**The problem**
Can you write out every line of the listing below, character for character?

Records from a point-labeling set
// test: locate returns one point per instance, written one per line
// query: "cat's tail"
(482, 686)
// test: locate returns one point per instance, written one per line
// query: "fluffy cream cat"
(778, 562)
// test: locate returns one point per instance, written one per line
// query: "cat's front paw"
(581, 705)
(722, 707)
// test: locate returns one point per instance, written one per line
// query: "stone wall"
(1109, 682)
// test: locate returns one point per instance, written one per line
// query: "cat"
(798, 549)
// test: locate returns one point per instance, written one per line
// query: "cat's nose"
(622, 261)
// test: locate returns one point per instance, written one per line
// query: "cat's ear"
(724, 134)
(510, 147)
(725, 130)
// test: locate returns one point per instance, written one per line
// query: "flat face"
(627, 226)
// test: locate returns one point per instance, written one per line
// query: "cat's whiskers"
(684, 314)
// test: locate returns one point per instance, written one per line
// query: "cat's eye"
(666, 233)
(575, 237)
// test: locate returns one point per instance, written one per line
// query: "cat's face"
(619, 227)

**Response to the exercise**
// test: locate returns one point per instance, written one per line
// query: "cat's tail"
(482, 686)
// test: locate returns one point per instance, written one per line
// query: "fluffy cream cat"
(778, 562)
// test: locate returns one point per instance, written one per line
// query: "cat's front paw"
(581, 705)
(722, 707)
// test: locate returns one point per instance, written one per line
// query: "stone wall"
(1109, 682)
// test: locate returns one point per instance, written one per line
// query: "cat"
(798, 549)
// test: locate returns one point per instance, written one per line
// query: "cat's nose"
(622, 261)
// test: locate returns one point per instance, written one per line
// query: "cat's ear"
(724, 134)
(510, 147)
(725, 130)
// test: locate returns one point per instance, written one per line
// query: "flat face"
(627, 226)
// test: locate returns one point per instance, written one per line
// query: "cat's whiskers"
(684, 314)
// test: locate returns one point per instance, written one per line
// query: "cat's eye"
(666, 233)
(575, 237)
// test: locate returns one point per instance, written one per line
// query: "cat's face"
(619, 227)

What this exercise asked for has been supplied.